* **Page excerpt**
######

The MG TF was hastily put together to keep the MG fires burning until a replacement could be built, and served its purpose well.
As we detailed in Issue 12, the MG TC, the first post-War MG, had proven popular among US servicemen stationed in the UK. Many were taken back to the US and became well regarded in racing circles.
The TD was the first MG sports car built specifically to accommodate left-hand-drive (the Y-type being the first left-hooker MG of all) and was directly targeted at the lucrative US market. Announced in November 1949, it was an immediate success, breaking all MG sales records. Of the 29,664 TDs built, some 79% or 23,488 went to North America – about 95% of which went to the US.
While only 904 were sold new in Australia, this was enough to be the fifth-biggest market, behind UK (1,656), West Germany (1,248) and Canada (1,146), according to Anders Clausager in Original MG T-series.
1952 was the biggest year for the MG TD, with 10,838 produced. The following year saw a slump in sales of around 20%.
It must be taken into account that production of the TD ceased in around August 1953, but this drop in sales was due mostly to the release of the Austin-Healey 100 in May 1953 (see Issue 2); a true 100mph car, with more modern looks and engineering, though at a price premium.
However, MG was acutely aware that the aging TD had a limited lifespan and was already looking forward to a more modern design. The Austin-Healey had been announced at the 1952 motor show and MG designer Syd Enever was one who could see the writing on the wall.
A Stillborn Replacement
Enever had already designed a special streamlined body that was fitted to a TD chassis for George Phillips and Alan Rippon to enter at Le Mans in June 1951. Although the car retired after only 80 laps, its appearance had caused quite a stir, particularly among MG enthusiasts.
One thing that Enever wasn’t happy about was the high seating position of the driver with the TD chassis, so he had chassis designer Roy Brocklehurst draw up a new chassis with the side rails further apart, allowing the seats to be positioned much lower. This car became known as EX175 – all MG experimental cars or prototypes carried an EX number.

######

* **Supplied entries**

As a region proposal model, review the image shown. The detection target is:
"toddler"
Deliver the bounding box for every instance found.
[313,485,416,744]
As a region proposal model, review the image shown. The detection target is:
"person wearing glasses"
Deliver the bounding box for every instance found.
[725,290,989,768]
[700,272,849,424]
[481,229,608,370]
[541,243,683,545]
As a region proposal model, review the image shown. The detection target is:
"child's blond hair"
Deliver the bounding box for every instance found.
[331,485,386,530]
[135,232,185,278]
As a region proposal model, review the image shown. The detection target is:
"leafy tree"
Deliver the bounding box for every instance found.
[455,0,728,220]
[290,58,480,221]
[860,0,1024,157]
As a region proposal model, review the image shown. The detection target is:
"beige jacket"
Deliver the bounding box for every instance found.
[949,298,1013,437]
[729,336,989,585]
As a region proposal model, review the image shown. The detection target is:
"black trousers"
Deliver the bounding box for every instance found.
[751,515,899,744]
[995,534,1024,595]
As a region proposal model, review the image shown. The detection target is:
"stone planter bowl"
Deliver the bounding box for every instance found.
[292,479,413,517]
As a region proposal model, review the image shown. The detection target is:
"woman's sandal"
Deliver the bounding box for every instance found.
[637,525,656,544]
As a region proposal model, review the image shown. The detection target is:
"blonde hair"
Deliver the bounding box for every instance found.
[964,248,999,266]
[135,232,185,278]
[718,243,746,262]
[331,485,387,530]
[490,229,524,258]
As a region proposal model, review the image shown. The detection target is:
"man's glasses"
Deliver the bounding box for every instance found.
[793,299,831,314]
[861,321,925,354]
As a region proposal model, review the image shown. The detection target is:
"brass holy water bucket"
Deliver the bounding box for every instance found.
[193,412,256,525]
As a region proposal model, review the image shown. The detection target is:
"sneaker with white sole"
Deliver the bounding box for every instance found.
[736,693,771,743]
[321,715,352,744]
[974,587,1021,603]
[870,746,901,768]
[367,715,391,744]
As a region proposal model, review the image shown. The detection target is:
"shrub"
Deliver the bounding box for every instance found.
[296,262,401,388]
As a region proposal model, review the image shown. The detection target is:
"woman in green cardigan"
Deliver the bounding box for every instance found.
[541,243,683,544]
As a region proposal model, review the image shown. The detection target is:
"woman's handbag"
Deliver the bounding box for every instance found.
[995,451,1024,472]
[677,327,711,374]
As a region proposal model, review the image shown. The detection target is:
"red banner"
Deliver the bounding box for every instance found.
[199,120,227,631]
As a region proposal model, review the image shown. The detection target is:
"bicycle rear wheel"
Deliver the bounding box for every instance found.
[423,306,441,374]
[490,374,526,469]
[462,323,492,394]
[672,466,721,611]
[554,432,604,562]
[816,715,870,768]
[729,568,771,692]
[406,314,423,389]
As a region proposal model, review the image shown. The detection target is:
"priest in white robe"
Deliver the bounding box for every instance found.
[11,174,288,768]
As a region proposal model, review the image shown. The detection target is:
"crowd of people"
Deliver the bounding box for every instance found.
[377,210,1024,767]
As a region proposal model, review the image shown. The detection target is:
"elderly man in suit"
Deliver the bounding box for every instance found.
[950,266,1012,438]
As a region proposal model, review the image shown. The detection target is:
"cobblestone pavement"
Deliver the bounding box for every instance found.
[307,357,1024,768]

######

* **Stated goal**
Continue the MG TF history from its last sentence onward.

* **Task result**
Shortly after the 1952 Motor Show, Enever and MG boss John Thornley showed EX175 to their boss of the recently-formed BMC, Leonard Lord, requesting to be allowed the put the car into production as the replacement for the MG TD.
Lord had just signed the deal with Donald Healey to produce the Austin-Healey and didn’t think there was any need for MG to have a similar looking sports car, particularly when, at the time, the MG TD was still selling very well.
As F. Wilson McComb wrote in MG by McComb; “The disappointment at Abingdon was intense, and as 1953 went by it soon became apparent that for M.G., at least, BMC’s decision was a calamity…Although the TD was considerably cheaper than the new Austin-Healey, and still scored a few class wins here and there, it certainly looked out of date beside Donald Healey’s pretty little two-seater…People began to talk of M.G. as a marque that had had its day.”
Lord insisted that MG continue with the TD for the time being, but allowed for a cosmetic facelift, under strict cost control, to be developed.
TF – Refining the TD
The MG TF was the result of that facelift. Under the skin was still essentially the TD, although MG at least used the mechanical package of the competition version TD MkII.
This included a warmed over 1250cc XPAG engine with 1½” SU carburettors, giving 57bhp (the standard TD having 54bhp), and higher final-drive ratio, although the compression ratio of the engine (8:1) was between that of the standard TD and the MkII.
The TD’s independent front suspension and rack-and-pinion steering were retained, giving the TF a very similar driving feel.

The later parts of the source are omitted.